STATED GOAL: Write out the material below exactly, beginning at the line that contains "Field-scouting request: tag every instance of the tree branch" and ending with its last line, both ends included; write nothing else.

# # # # # # #

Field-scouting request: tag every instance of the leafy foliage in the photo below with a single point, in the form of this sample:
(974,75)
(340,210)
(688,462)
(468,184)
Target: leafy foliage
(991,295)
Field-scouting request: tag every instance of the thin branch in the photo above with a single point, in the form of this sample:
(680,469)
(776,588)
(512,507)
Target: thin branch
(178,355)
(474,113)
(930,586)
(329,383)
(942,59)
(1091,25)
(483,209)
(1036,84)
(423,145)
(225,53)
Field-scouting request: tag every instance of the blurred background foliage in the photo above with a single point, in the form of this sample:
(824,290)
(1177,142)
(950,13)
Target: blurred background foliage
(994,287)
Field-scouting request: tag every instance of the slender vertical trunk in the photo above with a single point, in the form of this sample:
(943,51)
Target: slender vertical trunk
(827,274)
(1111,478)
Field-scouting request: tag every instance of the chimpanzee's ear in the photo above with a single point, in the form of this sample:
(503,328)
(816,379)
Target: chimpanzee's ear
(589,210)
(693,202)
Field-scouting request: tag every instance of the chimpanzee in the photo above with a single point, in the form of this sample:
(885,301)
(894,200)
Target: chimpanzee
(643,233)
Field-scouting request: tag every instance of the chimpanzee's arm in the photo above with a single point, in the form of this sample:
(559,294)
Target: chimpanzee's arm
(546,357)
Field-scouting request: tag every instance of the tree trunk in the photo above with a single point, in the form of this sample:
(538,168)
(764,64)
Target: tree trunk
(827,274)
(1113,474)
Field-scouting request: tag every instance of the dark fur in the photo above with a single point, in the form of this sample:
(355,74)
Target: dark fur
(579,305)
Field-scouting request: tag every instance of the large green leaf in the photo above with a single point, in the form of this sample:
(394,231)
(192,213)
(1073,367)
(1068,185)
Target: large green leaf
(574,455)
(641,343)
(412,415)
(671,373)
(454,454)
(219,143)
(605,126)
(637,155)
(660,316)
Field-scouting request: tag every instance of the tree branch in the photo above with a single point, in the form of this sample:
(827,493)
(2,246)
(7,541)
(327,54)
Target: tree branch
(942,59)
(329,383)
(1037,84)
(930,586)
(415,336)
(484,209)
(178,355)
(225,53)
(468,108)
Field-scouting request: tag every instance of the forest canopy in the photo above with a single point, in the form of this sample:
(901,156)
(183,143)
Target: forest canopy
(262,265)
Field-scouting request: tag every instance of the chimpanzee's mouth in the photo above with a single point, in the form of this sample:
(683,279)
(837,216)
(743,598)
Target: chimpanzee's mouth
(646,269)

# # # # # # #

CORRECT RESULT:
Field-scouting request: tag every instance of the tree branch in the photo above with a single point, in the form of this sample:
(827,493)
(2,246)
(7,541)
(327,54)
Target: tree branch
(942,59)
(329,383)
(1037,84)
(930,586)
(415,336)
(484,209)
(178,355)
(225,53)
(468,108)
Field-scouting request: tag every instance of the forest canopy in the photo above with a single point, in the form of this sample:
(901,156)
(183,143)
Target: forest canopy
(262,265)
Field-scouting request: tag every instance of the chimpanzee's mouth in the photo above with a single point, in the form of this sample:
(683,279)
(837,216)
(743,598)
Target: chimpanzee's mouth
(646,269)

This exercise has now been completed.